#### Data for the task
------------

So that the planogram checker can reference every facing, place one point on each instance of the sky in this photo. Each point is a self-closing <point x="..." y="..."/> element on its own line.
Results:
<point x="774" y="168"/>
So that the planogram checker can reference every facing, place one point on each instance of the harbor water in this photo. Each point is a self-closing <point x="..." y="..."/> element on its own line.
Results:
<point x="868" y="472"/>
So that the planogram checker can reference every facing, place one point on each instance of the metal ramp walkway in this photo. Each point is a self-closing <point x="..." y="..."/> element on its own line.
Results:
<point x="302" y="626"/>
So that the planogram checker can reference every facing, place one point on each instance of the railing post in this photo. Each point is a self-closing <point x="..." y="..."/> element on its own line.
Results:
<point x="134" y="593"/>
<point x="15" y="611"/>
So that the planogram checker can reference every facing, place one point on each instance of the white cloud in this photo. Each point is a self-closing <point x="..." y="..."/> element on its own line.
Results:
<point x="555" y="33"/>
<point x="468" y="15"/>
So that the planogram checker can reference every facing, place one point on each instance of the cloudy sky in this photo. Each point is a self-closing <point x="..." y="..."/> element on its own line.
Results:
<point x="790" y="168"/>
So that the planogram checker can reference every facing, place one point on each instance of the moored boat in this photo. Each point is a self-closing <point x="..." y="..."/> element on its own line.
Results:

------------

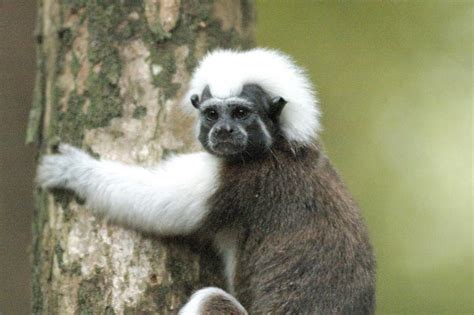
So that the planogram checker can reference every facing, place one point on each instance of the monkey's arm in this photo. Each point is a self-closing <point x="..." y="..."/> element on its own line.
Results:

------------

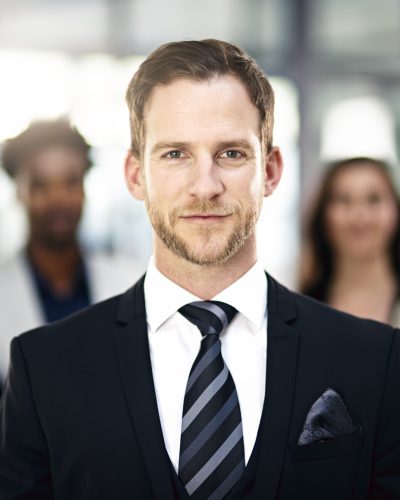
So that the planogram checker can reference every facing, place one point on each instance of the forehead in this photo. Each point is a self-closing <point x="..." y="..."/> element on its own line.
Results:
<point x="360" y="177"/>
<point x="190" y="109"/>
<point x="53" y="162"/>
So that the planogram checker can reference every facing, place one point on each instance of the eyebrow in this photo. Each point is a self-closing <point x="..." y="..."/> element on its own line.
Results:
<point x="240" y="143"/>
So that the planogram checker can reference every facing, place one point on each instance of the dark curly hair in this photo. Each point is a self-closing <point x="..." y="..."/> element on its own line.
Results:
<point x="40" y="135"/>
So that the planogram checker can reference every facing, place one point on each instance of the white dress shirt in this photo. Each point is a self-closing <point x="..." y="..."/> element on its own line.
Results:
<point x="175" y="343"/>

------------

#### Prompt
Go through the listing above and pull out each line containing the word "white".

#### Answer box
So that the planogram checker can reference every facing, place one point on each instance of the white cloud in this photo. Each point is a self-closing <point x="..." y="..."/> element on its own line.
So that the planogram checker can reference every facing, place one point on each instance of the white dress shirt in this photo. Each point is a self-closing <point x="..." y="..."/> element on its own line.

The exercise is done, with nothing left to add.